• Zadanie do wykonania A:
Odpowiedz na pytania na podstawie podanego tekstu.
(i) Od kogo przyszedł list opisany w tekście?
(ii) Po ilu miesiącach od poprzednich rekolekcji chcą przyjąć osobę piszącą na kolejne?
(iii) Jaka data pojawia się w tekście?

Po ludzku ma miejsce wewnętrzna tragedia... Psychiczna, duchowa; fizyczna już może mniej. Naturalnie ze Spowiedzi nici... Czekałam na dzisiejszy dzień, na spotkanie. Adoracja. Źle się czułam, bardzo. Najlepiej było, gdy nie patrzyłam... Ławek w kaplicy było dużo, ale duszpasterz dosiadł się akurat do mnie. Czemu? Wolałam się nie wiercić, by nie zwracać na siebie uwagi...
Później jednak rozsypały się moje klocki... Zapytałam o czwartek.. lecz usłyszałam kolejny raz wykręty, tym razem dlatego, że nagle trzeba kogoś odwiedzić... Jakoś nie wierzę, że to cały dzień zajmie...
Żałuję, że otworzyłam się ze swoją historią. Żałuję.
Przyjaciel miał rację - tamten nie pomoże. I chyba to jest najsmutniejsze, bo... teraz widzę, że naprawdę nie mam nikogo...

Dostałam list od sióstr, u których byłam w wakacje. Króciutki, ale jaką radość sprawił! W nim m.in. zaproszenie na rekolekcje na przełomie roku. I szczerze? Wdzięczność ogromna, bo idą mi bardzo na rękę. Bo przerwa między jednymi rekolekcjami a drugimi powinna wynosić rok, a mnie chcą przyjąć na nie po... 5 miesiącach! :)  Lecz wypadałoby się do tego czasu ogarnąć, spowiednika znaleźć, kierownika także... na pewno zapytają... A tu nic z tego... Moje plany i nadzieje coś niweczy raz po raz...

We wtorek koło. Tak bardzo chciałam się uczyć już od soboty, w niedzielę... A nawet nie zajrzałam, no i też zaraz idę spać... Nie mam na nic sił... Jutro...? Wolałabym pisać koło będąc po Spowiedzi, wtedy jakoś łatwiej byłoby mi przyjąć to, co się wydarzy... A jakoś tak nic tego nie zapowiada... Niby tylu kapłanów wokół mnie, a kiedy potrzebuję, to nie ma żadnego, który realnie chciałby, mógłby i umiałby pomóc...


"- Co ty tak w kurtce, zimno ci? Może się rozbierz, tu jest dość ciepło..."
 - Zimno mi. Jestem zmarźlak.

Tak, zimno mi. W moim sercu zimno.

Jezu, rozpal mnie... rozpal moje serce na nowo miłością ku Tobie.

14 listopada 2014

2 J 1,8a

Dziś po zajęciach przyszła myśl, by iść do Spowiedzi, ktokolwiek będzie... lecz po nieprzespanej nocy, o zmęczenie nietrudno i zamiast 1/2 godziny snu, zrobiło się 3 h.. Przyjechałam na styk na Mszę i w konfesjonale ten, do którego chciałam iść we wtorek, lecz go nie było.
Wszystko nie tak.

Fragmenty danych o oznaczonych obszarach
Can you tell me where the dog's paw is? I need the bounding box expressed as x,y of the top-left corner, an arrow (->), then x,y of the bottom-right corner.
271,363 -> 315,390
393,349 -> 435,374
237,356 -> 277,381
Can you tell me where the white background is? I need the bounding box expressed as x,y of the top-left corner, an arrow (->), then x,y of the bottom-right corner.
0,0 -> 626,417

• Zadanie do wykonania B:
Proszę wypisać bez zmian wiersze rekordów od wiersza zawierającego „Can you tell me where the white” do końca rekordów, włącznie z obydwoma krańcami.

• Wynik A:
(i) Od sióstr.
(ii) Po 5 miesiącach.
(iii) 14 listopada 2014.

• Wynik B:
Can you tell me where the white background is? I need the bounding box expressed as x,y of the top-left corner, an arrow (->), then x,y of the bottom-right corner.
0,0 -> 626,417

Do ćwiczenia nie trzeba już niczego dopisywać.